→ **WHAT YOU NEED TO DO**
1) Copy the termite bait passage word for word, starting at the words "In announcing its" and ending after "Colony Elimination System.".
2) Pick up the passage on the Sentricon termite bait system after its last sentence and continue it.

* BEGIN TEXT EXTRACT *

In announcing its fast-track approval of hexaflumuron, the active ingredient in Sentricon®, the EPA said: “This is the first chemical to be approved for registration under the EPA’s new voluntary reduced-risk pesticide initiative and represents a significant step toward achieving the goals of the Clinton administration’s pesticide risk reduction efforts.”
To deliver the growth regulator chemical, Su also developed a small monitoring/feeding station placed in the ground near buildings. When termite activity is detected, the monitoring devices are replaced with a cellulose material laced with the insect growth regulator.
The bait station technology is licensed by the UF to Dow AgroSciences in Indianapolis and marketed worldwide as the Sentricon® Termite Colony Elimination System.

* END TEXT EXTRACT *
* BEGIN PROVIDED DATA *

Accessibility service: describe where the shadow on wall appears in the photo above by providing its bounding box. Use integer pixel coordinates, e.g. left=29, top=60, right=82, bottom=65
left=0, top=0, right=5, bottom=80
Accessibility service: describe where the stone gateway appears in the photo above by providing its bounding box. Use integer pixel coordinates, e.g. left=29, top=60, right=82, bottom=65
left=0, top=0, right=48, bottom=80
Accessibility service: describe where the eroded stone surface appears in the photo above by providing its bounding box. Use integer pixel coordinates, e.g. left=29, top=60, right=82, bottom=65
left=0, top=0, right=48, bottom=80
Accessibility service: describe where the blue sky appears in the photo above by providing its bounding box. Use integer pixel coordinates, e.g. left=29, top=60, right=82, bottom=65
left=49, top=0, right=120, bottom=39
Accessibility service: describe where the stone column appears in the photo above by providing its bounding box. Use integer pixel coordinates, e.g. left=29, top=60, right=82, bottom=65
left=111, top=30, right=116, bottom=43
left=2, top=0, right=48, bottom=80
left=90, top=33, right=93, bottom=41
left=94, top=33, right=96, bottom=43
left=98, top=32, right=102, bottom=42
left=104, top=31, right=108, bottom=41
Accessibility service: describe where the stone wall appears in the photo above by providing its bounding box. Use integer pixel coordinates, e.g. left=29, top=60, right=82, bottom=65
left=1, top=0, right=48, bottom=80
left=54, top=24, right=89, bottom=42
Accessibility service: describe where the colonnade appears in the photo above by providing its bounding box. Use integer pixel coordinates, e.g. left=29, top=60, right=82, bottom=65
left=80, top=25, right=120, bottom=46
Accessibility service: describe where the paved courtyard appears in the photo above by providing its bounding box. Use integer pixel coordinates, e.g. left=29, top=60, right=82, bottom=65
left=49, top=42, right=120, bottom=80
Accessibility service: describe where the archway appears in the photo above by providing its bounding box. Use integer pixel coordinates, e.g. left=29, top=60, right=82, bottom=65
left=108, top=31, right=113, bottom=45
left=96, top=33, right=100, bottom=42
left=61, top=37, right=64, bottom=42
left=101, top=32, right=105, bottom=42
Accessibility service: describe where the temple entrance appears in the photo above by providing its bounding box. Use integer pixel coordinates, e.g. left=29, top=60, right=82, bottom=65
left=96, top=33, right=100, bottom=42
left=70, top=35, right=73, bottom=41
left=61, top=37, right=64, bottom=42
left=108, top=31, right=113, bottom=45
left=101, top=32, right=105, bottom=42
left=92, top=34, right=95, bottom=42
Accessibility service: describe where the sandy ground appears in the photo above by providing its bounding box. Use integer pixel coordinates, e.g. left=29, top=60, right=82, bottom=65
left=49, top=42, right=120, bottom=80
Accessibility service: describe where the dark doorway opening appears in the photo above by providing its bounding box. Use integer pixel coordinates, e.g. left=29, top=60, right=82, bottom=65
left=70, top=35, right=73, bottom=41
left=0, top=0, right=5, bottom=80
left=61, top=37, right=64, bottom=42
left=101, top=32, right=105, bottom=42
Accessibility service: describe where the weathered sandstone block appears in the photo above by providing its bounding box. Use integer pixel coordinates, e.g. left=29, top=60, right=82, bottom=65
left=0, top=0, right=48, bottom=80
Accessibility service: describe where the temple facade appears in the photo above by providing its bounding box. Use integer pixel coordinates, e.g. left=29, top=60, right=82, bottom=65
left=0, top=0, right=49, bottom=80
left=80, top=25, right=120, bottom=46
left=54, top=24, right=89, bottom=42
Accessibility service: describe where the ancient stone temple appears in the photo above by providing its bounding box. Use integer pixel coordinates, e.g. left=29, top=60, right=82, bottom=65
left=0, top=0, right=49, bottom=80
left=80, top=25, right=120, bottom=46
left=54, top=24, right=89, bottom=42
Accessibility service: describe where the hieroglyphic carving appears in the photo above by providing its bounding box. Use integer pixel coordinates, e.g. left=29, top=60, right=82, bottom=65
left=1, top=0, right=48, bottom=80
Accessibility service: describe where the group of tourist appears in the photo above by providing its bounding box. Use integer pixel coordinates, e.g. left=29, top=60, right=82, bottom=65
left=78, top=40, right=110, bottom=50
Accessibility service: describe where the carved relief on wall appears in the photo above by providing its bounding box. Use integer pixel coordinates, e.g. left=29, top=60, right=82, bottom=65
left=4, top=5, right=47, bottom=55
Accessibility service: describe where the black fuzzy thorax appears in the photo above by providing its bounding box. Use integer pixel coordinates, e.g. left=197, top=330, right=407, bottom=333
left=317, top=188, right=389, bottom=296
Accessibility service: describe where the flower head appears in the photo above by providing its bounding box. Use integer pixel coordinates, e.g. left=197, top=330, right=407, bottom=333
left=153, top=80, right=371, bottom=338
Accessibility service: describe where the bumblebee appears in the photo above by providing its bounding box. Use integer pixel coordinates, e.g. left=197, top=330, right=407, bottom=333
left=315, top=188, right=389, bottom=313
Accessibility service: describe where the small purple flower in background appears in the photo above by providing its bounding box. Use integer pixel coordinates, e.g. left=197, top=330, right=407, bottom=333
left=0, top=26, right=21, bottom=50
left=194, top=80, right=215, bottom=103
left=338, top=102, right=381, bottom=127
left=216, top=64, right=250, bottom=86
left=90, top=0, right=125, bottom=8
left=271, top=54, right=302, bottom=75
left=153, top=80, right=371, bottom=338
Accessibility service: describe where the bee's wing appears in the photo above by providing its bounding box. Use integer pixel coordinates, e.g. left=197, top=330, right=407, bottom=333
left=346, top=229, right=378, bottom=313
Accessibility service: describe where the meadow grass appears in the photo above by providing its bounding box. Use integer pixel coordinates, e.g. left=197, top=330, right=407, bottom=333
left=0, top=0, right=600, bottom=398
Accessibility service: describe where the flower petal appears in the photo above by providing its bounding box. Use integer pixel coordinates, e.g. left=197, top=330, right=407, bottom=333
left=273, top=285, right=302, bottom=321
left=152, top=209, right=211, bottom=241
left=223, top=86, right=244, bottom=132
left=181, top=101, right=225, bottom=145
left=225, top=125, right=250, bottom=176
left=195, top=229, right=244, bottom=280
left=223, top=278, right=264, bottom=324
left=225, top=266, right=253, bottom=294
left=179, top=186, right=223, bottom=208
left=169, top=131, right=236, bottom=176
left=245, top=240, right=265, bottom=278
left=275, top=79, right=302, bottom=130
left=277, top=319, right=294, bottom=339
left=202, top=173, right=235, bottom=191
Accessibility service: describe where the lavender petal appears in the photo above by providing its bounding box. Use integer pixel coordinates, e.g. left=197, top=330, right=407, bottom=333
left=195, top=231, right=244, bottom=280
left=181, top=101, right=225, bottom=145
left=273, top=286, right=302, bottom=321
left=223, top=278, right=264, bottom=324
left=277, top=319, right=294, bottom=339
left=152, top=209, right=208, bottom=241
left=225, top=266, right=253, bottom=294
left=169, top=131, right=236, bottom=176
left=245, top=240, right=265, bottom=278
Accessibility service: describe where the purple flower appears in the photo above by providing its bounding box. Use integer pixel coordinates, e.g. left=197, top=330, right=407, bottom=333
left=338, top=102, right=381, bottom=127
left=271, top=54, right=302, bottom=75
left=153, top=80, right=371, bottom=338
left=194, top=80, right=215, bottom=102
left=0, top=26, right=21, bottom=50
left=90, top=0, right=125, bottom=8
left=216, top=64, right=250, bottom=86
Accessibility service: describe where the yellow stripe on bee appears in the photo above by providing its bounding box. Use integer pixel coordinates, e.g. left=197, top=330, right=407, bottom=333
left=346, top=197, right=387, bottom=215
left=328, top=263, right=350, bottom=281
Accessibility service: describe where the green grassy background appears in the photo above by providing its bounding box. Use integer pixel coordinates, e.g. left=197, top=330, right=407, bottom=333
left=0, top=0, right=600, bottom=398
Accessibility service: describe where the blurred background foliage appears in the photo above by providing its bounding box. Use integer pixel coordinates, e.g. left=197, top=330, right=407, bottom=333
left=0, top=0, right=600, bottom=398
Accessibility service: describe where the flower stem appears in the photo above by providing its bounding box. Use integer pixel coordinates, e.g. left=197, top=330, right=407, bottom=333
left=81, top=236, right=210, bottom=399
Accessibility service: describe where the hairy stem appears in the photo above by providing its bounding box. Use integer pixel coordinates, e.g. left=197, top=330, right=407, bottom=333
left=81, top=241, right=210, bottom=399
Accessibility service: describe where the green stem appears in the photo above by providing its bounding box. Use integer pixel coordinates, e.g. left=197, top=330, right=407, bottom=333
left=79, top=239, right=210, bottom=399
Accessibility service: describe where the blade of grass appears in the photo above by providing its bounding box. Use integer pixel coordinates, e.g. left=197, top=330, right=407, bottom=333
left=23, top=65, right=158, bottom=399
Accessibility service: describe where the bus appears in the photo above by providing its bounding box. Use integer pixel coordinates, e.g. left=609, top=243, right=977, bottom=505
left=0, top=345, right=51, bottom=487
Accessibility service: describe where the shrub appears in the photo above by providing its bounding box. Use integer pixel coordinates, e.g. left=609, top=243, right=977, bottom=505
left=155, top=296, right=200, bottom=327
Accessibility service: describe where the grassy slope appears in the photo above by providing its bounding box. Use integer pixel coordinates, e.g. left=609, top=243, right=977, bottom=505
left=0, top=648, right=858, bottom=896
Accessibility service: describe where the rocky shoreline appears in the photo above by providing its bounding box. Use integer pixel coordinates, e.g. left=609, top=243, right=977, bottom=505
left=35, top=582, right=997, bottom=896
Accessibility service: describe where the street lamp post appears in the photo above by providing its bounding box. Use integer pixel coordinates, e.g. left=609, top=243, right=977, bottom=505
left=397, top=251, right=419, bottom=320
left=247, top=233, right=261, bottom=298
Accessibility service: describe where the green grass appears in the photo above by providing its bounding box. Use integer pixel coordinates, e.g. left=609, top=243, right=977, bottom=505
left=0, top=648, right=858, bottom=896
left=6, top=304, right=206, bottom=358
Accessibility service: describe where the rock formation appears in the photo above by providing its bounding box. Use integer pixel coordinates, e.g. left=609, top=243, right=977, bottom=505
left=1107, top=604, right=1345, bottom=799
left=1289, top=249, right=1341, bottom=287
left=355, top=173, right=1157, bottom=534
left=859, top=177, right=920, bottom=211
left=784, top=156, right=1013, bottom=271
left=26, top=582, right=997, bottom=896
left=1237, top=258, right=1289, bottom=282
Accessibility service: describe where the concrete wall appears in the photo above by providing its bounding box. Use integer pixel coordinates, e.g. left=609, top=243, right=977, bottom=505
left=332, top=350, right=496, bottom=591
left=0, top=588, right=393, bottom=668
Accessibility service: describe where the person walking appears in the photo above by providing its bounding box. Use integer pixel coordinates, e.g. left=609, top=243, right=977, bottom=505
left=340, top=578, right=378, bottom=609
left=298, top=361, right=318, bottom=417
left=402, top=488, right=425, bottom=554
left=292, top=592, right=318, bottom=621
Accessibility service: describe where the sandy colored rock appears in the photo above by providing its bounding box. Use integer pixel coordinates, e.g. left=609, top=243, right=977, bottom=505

* END PROVIDED DATA *

→ **WRITTEN RESPONSES**
1)
In announcing its fast-track approval of hexaflumuron, the active ingredient in Sentricon®, the EPA said: “This is the first chemical to be approved for registration under the EPA’s new voluntary reduced-risk pesticide initiative and represents a significant step toward achieving the goals of the Clinton administration’s pesticide risk reduction efforts.”
To deliver the growth regulator chemical, Su also developed a small monitoring/feeding station placed in the ground near buildings. When termite activity is detected, the monitoring devices are replaced with a cellulose material laced with the insect growth regulator.
The bait station technology is licensed by the UF to Dow AgroSciences in Indianapolis and marketed worldwide as the Sentricon® Termite Colony Elimination System.

2)
“Conventional pesticide treatments may keep termites out of buildings, but they don’t control termite colonies in the ground,” Su said. “Unlike traditional barrier control methods, our new system eliminates underground colonies of both subterranean and Formosan termites — a first for the pest control industry.”
Su’s expertise prompted the National Park Service to seek his help in stopping termite infestations in historic landmarks such as the Statue of Liberty, the Cabildo and Presbytere in New Orleans’ French Quarter, and San Cristobol in San Juan, Puerto Rico.
In 1996, Su received an Honor Award from the U.S. Department of Agriculture for outstanding achievements in research and development of the new termite control system.